Nuclear Waste Nutralization


The use of radioactive materials in electrical generation produces a large amount of highly radioactive waste, which is currently being stored in various sites around the world, especially under water at reactor sites, and in special nuclear waste storage facilities, such as the $96 billion-dollar project in Yucca Mountain, Nevada.

Much larger amounts of radioactive waste are being produced daily by medical and industrial users, as well as maintenance workers at nuclear plants.  This low-level radioactive waste stream includes such things as clothing, shoe covers, syringes, bottles, etc.  Another source of radioactive waste is water filters, which remove naturally occurring radioactive particles from large quantities of drinking water.  These must all be disposed in a safe manner, keeping the environment and the public from exposure.  The large volume of low-level radioactive waste, which requires special handling and storage, is an increasing problem.

Although physicists deny that it is possible, and the Energy Department refuses congressional mandates to investigate them, technologies to neutralize radioactivity have existed for over 30 years.  Some of this was discovered by the inventor Yuill Brown, known for inventing Browns Gas.  Other technologies are ready for low-scale deployment, and can be easily scaled up into a fleet of mobile on-site treatment vans to neutralize the radioactive waste stored at hundreds of land-fills.

Further development may be able to neutralize the highly reactive waste that is currently a problem for our current and hundreds of future generations.These processes can save billions of dollar in storage and processing fees each year in addition to reducing the chances of radiation damage to the environment or population.

DATA FOR REVIEW -

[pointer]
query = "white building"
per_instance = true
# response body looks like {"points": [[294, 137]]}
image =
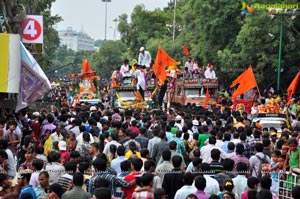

PARTS OF THE EXERCISE -
(a) Check each statement against the nuclear waste text and mark it yes or no, quoting the words of the text that decide it. (i) The Yucca Mountain storage project is given a cost of $96 billion. (ii) Water filters are named as a source of radioactive waste. (iii) The Energy Department has carried out congressional mandates to investigate the neutralizing technologies.
(b) Copy the nuclear waste text again, beginning at the words "The use of radioactive" and stopping after "Yucca Mountain, Nevada.", and swap "highly radioactive waste" for "high-level radioactive waste".

SOLUTIONS -
(a)
(i) Yes: "such as the $96 billion-dollar project in Yucca Mountain, Nevada"
(ii) Yes: "Another source of radioactive waste is water filters"
(iii) No: "the Energy Department refuses congressional mandates to investigate them"

(b)
The use of radioactive materials in electrical generation produces a large amount of high-level radioactive waste, which is currently being stored in various sites around the world, especially under water at reactor sites, and in special nuclear waste storage facilities, such as the $96 billion-dollar project in Yucca Mountain, Nevada.